**元の文書**
↓
※ ネタばれする可能性大なので、まだ知りたくない、という方はご注意下さい。
雪組さんオリジナル脚本『ケイレブ・ハント』
正塚晴彦先生の大劇場作品は、お久しぶりですね。
ミステリアスで、サスペンス仕立て。
仕事や事件が、世界観のメイン。
男同士の友情や絆の比重が高く、サラリとかっこいい。
女性は女性で、魅力的。
登場する女性は、仮に弱々しく見えても、芯が強かったり。
ケイレブは、テンポ良く物語が進みます。
苦悩するより、まず行動に移す派。
フットワーク軽い、軽い。(さすがちぎさん)
私の場合、正塚先生は『銀の狼』の印象が強くて。
そのため、最後の最後まで気が抜けませんでした。
(『銀の狼』をご覧になられた方には、お解り頂けるかと…)
でも、警戒してたのと違う意味で、今回は意外でした。
↑
**提供データ**
↓
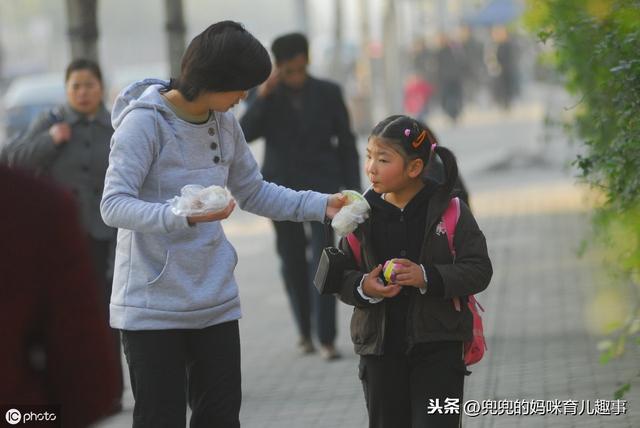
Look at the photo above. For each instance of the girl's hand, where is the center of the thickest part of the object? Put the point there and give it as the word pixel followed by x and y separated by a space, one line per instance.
↑
**取り組む課題 A**
『ケイレブ・ハント』の感想文の内容を二文でまとめること。
**取り組む課題 B**
『ケイレブ・ハント』の感想文のうち、「雪組さんオリジナル脚本『ケイレブ・ハント』」という語を含む箇所から始まり「ケイレブは、テンポ良く物語が進みます。」で終わる部分を、一字も変えずに引用すること。
**取り組む課題 C**
『ケイレブ・ハント』の感想文を、最後の文に続けて書き継ぐこと。

**記述による回答 A**
雪組のオリジナル脚本『ケイレブ・ハント』は、正塚晴彦先生の久しぶりの大劇場作品で、仕事や事件を世界観の中心に置いたミステリアスなサスペンス仕立てであり、男同士の友情や絆の比重が高く、女性も弱々しく見えて芯が強かったりする魅力的な存在として描かれている。物語はテンポ良く進み、ケイレブは苦悩するよりまず行動に移す人物で、書き手は『銀の狼』の印象から最後まで気が抜けなかったが、警戒していたのとは違う意味で意外だったと述べている。

**記述による回答 B**
雪組さんオリジナル脚本『ケイレブ・ハント』
正塚晴彦先生の大劇場作品は、お久しぶりですね。
ミステリアスで、サスペンス仕立て。
仕事や事件が、世界観のメイン。
男同士の友情や絆の比重が高く、サラリとかっこいい。
女性は女性で、魅力的。
登場する女性は、仮に弱々しく見えても、芯が強かったり。
ケイレブは、テンポ良く物語が進みます。

**記述による回答 C**
正塚先生が繰り出した、変化球と申しましょうか?
一種の魔球と申しましょうか?
とても後味の良い、素敵なエンディングでした。(←魔球…?)
正塚先生のお話とは思えぬくらい、Love要素比率が高い本作。
主要キャストが当て書きだからでしょうか?
正塚先生が、かくもスウィートな脚本を書き、演技プランを練って下さるとは…。
恋愛要素が希薄だからこそ、わずかなLoveの香りにキュンとときめく……。
そんな正塚テイストに、ツボをぐいぐい押されたものです。
それが今回、かなり分かりやすくLove要素が散りばめられてて、瞳孔開きっぱなし。
今まで素材の甘みだけで作ってきたカボチャパイに、三温糖を加えてみました的な?
どんな比喩なんでしょうね、これ。
ちぎみゆコンビに向けられた期待感を、掬い取られたのかもしれません。
正塚先生……ありがとうございます。
ちぎみゆといえば、ラストシーンで歌い上げるデュエット。
素敵でした。
曲調としては短調なのかな…?
そして、半音の上がり下がりが多そう。
ソルフェージュは苦手なので、譜面を起こせる訳もなく。
聴いた印象で、適当なこと言ってます…ごめんなさい。
本作の挿入歌は、娘役が地声で歌える中低音が多い気がします。
繊細で、聴く者をどこか不安にさせる揺らぎを秘めた曲調と申しますか。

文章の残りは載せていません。